Job:
Output the full material exactly as it appears here.

Stored records:
● ● ● ● ● ● ●
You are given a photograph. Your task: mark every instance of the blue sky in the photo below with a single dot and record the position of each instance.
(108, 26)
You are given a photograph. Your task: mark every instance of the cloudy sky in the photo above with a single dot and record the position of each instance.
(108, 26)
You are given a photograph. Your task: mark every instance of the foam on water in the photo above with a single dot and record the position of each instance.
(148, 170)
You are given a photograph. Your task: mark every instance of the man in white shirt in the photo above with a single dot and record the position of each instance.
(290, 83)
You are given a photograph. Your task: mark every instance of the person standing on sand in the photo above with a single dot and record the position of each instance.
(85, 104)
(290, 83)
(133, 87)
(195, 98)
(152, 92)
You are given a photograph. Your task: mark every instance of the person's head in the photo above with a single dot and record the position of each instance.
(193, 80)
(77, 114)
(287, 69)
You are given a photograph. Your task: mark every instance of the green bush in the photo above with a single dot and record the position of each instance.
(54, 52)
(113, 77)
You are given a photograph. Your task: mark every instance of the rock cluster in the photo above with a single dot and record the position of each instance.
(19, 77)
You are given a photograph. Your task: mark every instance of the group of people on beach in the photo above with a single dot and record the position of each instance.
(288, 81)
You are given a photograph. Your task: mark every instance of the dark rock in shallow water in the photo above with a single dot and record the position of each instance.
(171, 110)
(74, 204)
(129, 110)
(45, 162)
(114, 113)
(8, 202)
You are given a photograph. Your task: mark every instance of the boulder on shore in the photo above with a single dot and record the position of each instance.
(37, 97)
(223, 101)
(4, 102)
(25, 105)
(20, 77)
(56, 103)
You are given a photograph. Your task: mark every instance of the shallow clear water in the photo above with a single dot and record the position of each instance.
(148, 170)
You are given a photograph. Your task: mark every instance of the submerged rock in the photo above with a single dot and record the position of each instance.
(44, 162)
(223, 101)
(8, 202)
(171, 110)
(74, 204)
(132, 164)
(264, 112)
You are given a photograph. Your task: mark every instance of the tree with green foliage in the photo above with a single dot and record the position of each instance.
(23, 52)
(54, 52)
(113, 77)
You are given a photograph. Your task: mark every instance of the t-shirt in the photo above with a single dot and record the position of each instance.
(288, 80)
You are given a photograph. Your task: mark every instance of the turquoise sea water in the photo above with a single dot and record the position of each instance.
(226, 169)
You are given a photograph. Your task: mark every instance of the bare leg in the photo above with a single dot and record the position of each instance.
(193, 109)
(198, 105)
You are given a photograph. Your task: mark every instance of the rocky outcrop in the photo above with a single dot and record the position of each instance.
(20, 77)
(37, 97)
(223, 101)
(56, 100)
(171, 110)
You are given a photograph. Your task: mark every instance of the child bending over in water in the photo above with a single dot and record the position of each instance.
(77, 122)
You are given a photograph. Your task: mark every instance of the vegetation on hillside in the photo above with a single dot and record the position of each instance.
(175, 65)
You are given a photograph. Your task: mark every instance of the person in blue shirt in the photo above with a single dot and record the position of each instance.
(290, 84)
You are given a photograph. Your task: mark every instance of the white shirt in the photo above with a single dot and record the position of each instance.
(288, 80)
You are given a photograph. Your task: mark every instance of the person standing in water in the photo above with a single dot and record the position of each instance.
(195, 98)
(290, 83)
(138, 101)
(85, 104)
● ● ● ● ● ● ●
Worked solution:
You are given a photograph. Your task: mark every instance of the blue sky in the photo below with a single dot and record the position of each instance.
(108, 26)
You are given a photograph. Your task: mark every instance of the cloudy sky in the photo above with a single dot and record the position of each instance.
(108, 26)
You are given a photograph. Your task: mark every instance of the foam on water in the photo above with a single dot and record the position of each instance.
(148, 170)
You are given a photograph. Your task: mark every instance of the man in white shirt in the photo above with a single dot and record the position of each instance.
(290, 83)
You are given a photograph. Your task: mark every instance of the person standing on sand in the photo above with a single dot and record the position of each instance.
(85, 104)
(290, 83)
(133, 87)
(195, 98)
(152, 92)
You are given a photograph. Your task: mark every instance of the person's head in the photo above with a single dot and record the position of each instance.
(193, 80)
(77, 114)
(287, 69)
You are given a photograph. Your task: mark every instance of the green bush in the photo above with a single dot and record the position of each instance.
(54, 52)
(113, 77)
You are given a photograph. Your task: mark every instance of the rock cluster in the photo above with a single dot and record the position of each instance.
(19, 77)
You are given a photograph. Your task: mark every instance of the group of people on beach in the photo above with a single dot and record the position of each instance.
(288, 81)
You are given a photograph. Your task: mark every instance of the dark rock in shallow water in the photo above with a single dot and record the position of each instance.
(171, 110)
(74, 204)
(129, 110)
(45, 162)
(114, 113)
(8, 202)
You are given a photograph. Your task: mark every instance of the boulder on shore in the photo above with a single dot and record the position of each instance.
(37, 97)
(223, 101)
(4, 102)
(25, 105)
(20, 77)
(56, 103)
You are given a photograph. Your task: mark every instance of the shallow clear water in the photo above with a single dot and record the position of each instance.
(148, 170)
You are given a photograph. Your task: mark every instance of the submerged rock in the photo above with a single dot and record the position of each instance.
(44, 162)
(223, 101)
(8, 202)
(171, 110)
(74, 204)
(132, 164)
(264, 112)
You are given a photograph. Your task: mark every instance of the tree with green foliage in the photo above with a single dot and record the position of each instance.
(23, 52)
(54, 52)
(113, 77)
You are given a photograph. Your task: mark every instance of the t-shirt in the photo above with a single dot and record the position of each instance.
(288, 80)
You are given a photograph. Your task: mark every instance of the turquoise sea water in the photo above with a single dot and record the position of each instance.
(226, 169)
You are given a photograph. Your task: mark every instance of the bare leg in the photo above with a single dot and record the position of each instance.
(193, 109)
(198, 105)
You are given a photograph. Your task: mark every instance of the rocky outcrop in the photo above with a single dot and record the position of each instance.
(20, 77)
(37, 97)
(223, 101)
(56, 100)
(171, 110)
You are given a photograph. Your task: mark every instance of the child bending over in water in the photo above with a single dot and record the position of each instance.
(77, 122)
You are given a photograph. Your task: mark every instance of the vegetation on hillside in the photo above with a single dot and record the position of each instance.
(175, 65)
You are given a photograph. Your task: mark every instance of the person in blue shirt in the photo above with a single dot and record the position of each instance.
(290, 84)
You are given a photograph. Your task: mark every instance of the white shirt in the photo above with a single dot and record the position of each instance.
(288, 80)
You are given a photograph. Your task: mark every instance of the person standing in water in the photo above with a single dot and record the position of each instance.
(195, 98)
(290, 83)
(138, 101)
(85, 104)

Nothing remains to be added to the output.